■ **SELECTION**

#####

In Conversation with: Maya Youssef

Maya Youssef and Sophie Darling   @ WOMAD Festival 2017, Ecotricity Stage 28.07.17

Maya Youssef and Sophie Darling 

@ WOMAD Festival 2017, Ecotricity Stage 28.07.17


WOMAD Festival / Arabic Maqam / Qanun / Syria

WOMAD FESTIVAL 2017, Friday, Ecotricity Stage 3-4pm

‘Syrian Dreams’ Album Out NOW


Album Launch: Rich Mix 20.11.17

Maya Youssef took to the WOMAD Festival 2017 Ecotricity stage on the Friday 3:00-4:00pm and there played her unique Syrian music that rightfully has earned her the title ‘The Queen of the Qanun’ of which Maya is a virtuoso plucking the 72 stringed zither with practice, passion and class. 

In this interview Maya Youssef discusses how she came to graduate in both Arabic and Western classical traditions from the University of Damascus and since 2012, her journey to London, studying and later teaching at SOAS University, and what her new music means to her. 

“To me, music is a healer and an antidote to what’s happening, not only in Syria but in the whole world.” - Maya

Transporting back in time to seeing Maya Youssef play at WOMAD Festival, on stage accompanying Maya and her qanun were her trio, a fine set of simple percussion along side a standing bass. The audience, and myself were at the set where entranced, listening intently to everything that the lovely Maya had to say, and her versatile set, with emotional slow ballads, to more upbeat happy songs. 

The sound of the qanun is one of such intense beauty, and Maya Youssef plays it with such an intellectual spiritual familiarity. Having started to compose music only after the war broke out in her home country, Syria, Maya’s songs are a reflection of the all encompassing pain that she feels for her country, her people and the situation in Syria, and more so how it’s reflected around the world.

After an emotional, powerful set, I met Maya Yourself to catch up…. 

S.D: How did you enjoy the set? 

MY: I absolutely loved my set, I think that the people received it so beautifully, they interacted with it in an amazing way, and I felt an overwhelming sense of gratitude by the end of it. 

SD: I noticed that a lot of the meanings behind the stories of your songs seemed to resonate with the audience, is this something you find at all your concerts? 

MY: Well the WOMAD audience certainly cheers with vigour, very loudly and proudly about the messages I was giving out. Maybe in other places they don't interact quiet as warmly, however I don’t mind, my excuse is that I feel that my songs are like seeds, and my hope is that they will grow later on. 

SD: You’re from Damascus I do believe; when did you come to London? 

MY: Indeed I am from Damascus, so at the end of 2011, I was presented with an amazing opportunity to apply for an ‘exceptional talents scheme’ in the UK in which I was selected for 300 artists from around the world to migrate to the UK, which was a real honour. At the time I was teaching at  Sultan Qaboos University so I wasn't in Syria as the university is in Muscat Oman. Although I was really thinking about going back home to Syria, but because of the war, I accepted this opportunity and I was very very grateful for it, and this is how I ended up being in the UK. So I ended up moving her in 2012, and it has been amazing ever since. 

SD: So is this a busy time for you with gigging in the summer and everything?

#####

■ **DATA EXTRACT**

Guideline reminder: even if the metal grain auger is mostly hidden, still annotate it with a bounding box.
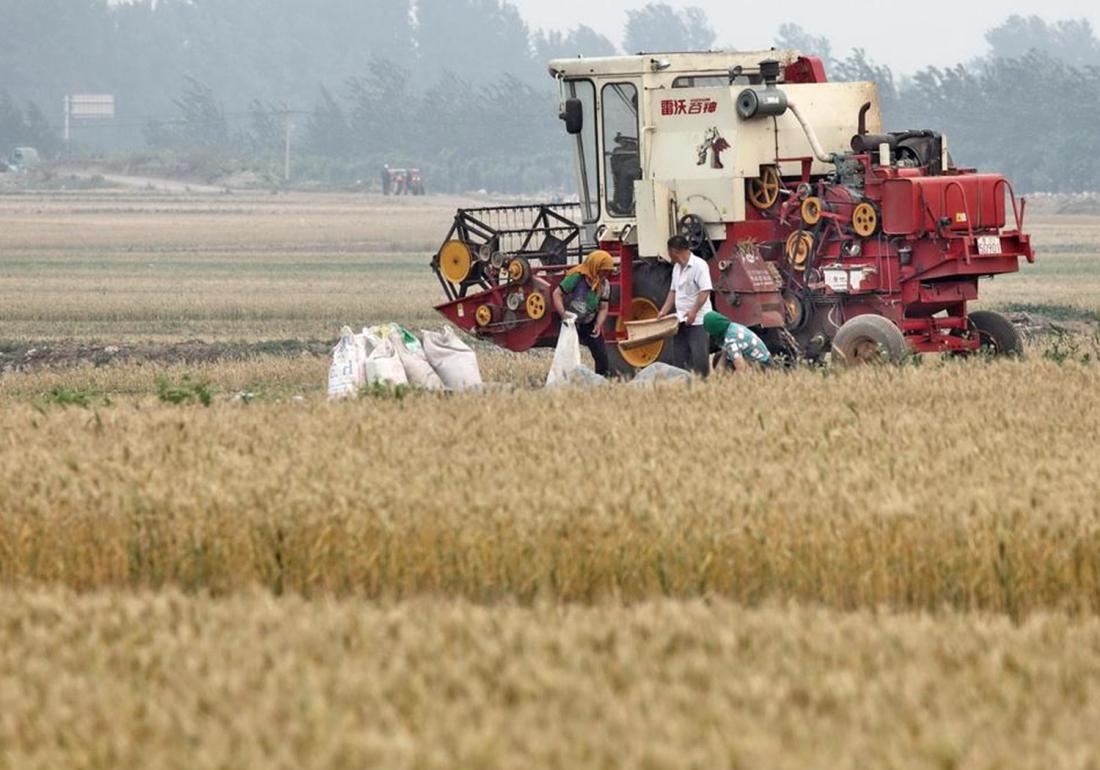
[431,51,1035,374]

#####

■ **AIM**
Resume the interview with Maya Youssef at WOMAD, continuing on from its last line.

■ **RESULT FOR THIS EXERCISE**
MY: It has been really busy throughout July but then I have two weeks off. Then straight back in doing Edinburgh Festival, and then Shambala. After that I will have some time off, so I am looking forward to that, and on the 20th of November I will have my album launch for ‘Syrian Dreams’.

SD: For people that don’t know, can you tell me a little bit about you instrument the ‘quanun’? Visually, well what to say; there are so many strings! 

MY: Ahh yes, there are 78 strings, very specific, individually tuned. You see every three strings is one note, so I tune each three strings to be one note. It covers about three and a half octaves, and has a wonderfully large range of sound. It also has the strings tied on both ends with metallic leavers on the sides. These play the role of black keys on the piano, and these allow me to modulate, and change the pitches. Finally the quanun translated into Arabic means ‘the law’, so it is called this way because basically the other instruments are tuned to the pitch of the quanun, and also traditionally a quanun player was the leader of the ensemble. So it is one of the main instruments of Arabic classical music. 

SD: It sounds fabulously gorgeous. As it’s an Arabic instrument can we assume that is uses the ‘maqam’ scales? 

MY: Oh yes, correct. 

SD: In which case, when did you start to learn the maqam scales, and how long did it take you to learn them?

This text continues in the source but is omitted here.